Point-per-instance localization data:
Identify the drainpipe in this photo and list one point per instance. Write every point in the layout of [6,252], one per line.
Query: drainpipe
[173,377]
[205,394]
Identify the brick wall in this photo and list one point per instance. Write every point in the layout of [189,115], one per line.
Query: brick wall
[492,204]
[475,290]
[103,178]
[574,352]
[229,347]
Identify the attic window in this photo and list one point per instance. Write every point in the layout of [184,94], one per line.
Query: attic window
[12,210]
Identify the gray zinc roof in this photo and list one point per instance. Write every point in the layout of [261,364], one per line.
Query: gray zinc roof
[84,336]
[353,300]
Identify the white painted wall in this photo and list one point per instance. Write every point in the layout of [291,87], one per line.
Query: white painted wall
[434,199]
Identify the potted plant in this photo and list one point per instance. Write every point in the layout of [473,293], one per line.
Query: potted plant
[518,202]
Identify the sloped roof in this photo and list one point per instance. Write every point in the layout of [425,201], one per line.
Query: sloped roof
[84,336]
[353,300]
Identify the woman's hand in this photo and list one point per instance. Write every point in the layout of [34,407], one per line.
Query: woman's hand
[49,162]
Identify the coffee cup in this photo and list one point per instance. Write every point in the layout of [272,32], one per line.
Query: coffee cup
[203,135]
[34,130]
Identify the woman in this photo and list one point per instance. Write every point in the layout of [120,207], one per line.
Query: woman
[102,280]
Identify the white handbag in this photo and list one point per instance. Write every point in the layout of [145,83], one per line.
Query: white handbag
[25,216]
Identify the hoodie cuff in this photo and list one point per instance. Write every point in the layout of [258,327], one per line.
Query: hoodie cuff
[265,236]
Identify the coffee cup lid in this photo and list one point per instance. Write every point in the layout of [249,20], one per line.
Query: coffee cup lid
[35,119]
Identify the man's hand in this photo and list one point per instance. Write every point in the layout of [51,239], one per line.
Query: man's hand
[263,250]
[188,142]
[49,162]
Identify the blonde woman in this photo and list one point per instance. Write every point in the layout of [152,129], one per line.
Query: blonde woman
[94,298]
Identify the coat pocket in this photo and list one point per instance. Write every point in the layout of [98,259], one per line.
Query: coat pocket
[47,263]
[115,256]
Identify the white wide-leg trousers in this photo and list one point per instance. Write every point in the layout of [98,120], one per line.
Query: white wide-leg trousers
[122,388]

**What you have to do**: What the exercise needs is every record again, word for word.

**Answer to this task**:
Identify the drainpipe in this photo and list one point per instance. Write every point in the layout of [6,252], one per line.
Query: drainpipe
[173,377]
[205,394]
Identify the brick wall in this photo and list one point per instance. Write every point in the layout of [189,115], one per line.
Query: brick wall
[492,204]
[475,290]
[103,178]
[574,352]
[229,347]
Identify the attic window in this photo and list one point per instance. Write every point in the layout of [184,94], one per line.
Query: attic window
[12,210]
Identify the gray zinc roof in this photo and list one point per instance. Write every point in the layout of [261,364], one per line.
Query: gray zinc roof
[84,336]
[353,300]
Identify the white painted wall in this photo and list one point per instance. Write every point in the layout of [291,87], one per line.
Query: white painted wall
[434,199]
Identify the potted plant in this photo and list one point per instance. Write every point in the layout of [473,293], one per line.
Query: potted plant
[518,202]
Identify the sloped roof in this photo and list one point per instance. Write every point in the layout of [425,201], one per line.
Query: sloped roof
[84,336]
[353,300]
Identify the woman's hand in this photo and list one point per instance. Write every point in the layout of [34,407], one per line.
Query: woman's hand
[49,162]
Identify the coffee cup in this photo and list one point per instance. Write every point in the layout of [272,32], one per line.
Query: coffee cup
[203,135]
[34,130]
Identify the woman in this photo and list one point per instance. Write every point in the layout of [120,207], one per line.
Query: woman
[102,280]
Identify the white handbag in this photo and list one point per instance. Write every point in the layout of [145,83], one per line.
Query: white handbag
[25,216]
Identify the hoodie cuff in this photo and list one point per instance. Write every point in the layout of [258,327], one per line.
Query: hoodie cuff
[265,236]
Identify the coffee cup lid in this photo and list one point per instance. Write every point in the layout of [249,20], one per line.
Query: coffee cup lid
[35,119]
Identify the man's hand in this photo and list one point per instance. Write every point in the layout of [51,239], one per line.
Query: man's hand
[263,250]
[188,142]
[49,162]
Identify the blonde woman in this photo and list one point per instance. Write every point in the layout of [152,129], one per line.
Query: blonde woman
[94,298]
Identify the coat pocket in this photo and list one point per instance. Write every point in the layout of [98,259], one per line.
Query: coat pocket
[47,263]
[115,256]
Identify the white wide-leg trousers in this photo and list one point per instance. Write every point in the layout of [98,120], one per line.
Query: white wide-leg trousers
[122,388]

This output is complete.